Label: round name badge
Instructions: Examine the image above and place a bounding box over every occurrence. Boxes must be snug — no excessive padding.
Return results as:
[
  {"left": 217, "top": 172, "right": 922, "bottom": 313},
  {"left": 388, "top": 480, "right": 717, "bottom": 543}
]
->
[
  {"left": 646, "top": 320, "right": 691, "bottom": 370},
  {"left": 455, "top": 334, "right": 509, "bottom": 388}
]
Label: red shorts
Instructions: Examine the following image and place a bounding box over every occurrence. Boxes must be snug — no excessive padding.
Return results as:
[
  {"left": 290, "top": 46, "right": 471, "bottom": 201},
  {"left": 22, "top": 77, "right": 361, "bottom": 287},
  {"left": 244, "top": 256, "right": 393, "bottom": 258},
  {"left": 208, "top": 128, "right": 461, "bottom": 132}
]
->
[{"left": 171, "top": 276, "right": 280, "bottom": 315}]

# # # # #

**Exercise objective:**
Supply the entire listing above again, word for word.

**Answer for this exercise:**
Label: round name badge
Instructions: Examine the image above and place a bounding box over every occurrence. Boxes must be snug — no excessive padding.
Return results as:
[
  {"left": 217, "top": 172, "right": 922, "bottom": 313},
  {"left": 388, "top": 480, "right": 717, "bottom": 543}
]
->
[
  {"left": 646, "top": 320, "right": 691, "bottom": 370},
  {"left": 455, "top": 334, "right": 509, "bottom": 388}
]
Label: red shorts
Instructions: Examine the following image and place a bounding box over every occurrence. Boxes must be snug — no excessive padding.
Return results as:
[
  {"left": 290, "top": 46, "right": 471, "bottom": 201},
  {"left": 22, "top": 77, "right": 361, "bottom": 287},
  {"left": 244, "top": 256, "right": 393, "bottom": 258},
  {"left": 208, "top": 128, "right": 461, "bottom": 132}
]
->
[{"left": 171, "top": 276, "right": 280, "bottom": 315}]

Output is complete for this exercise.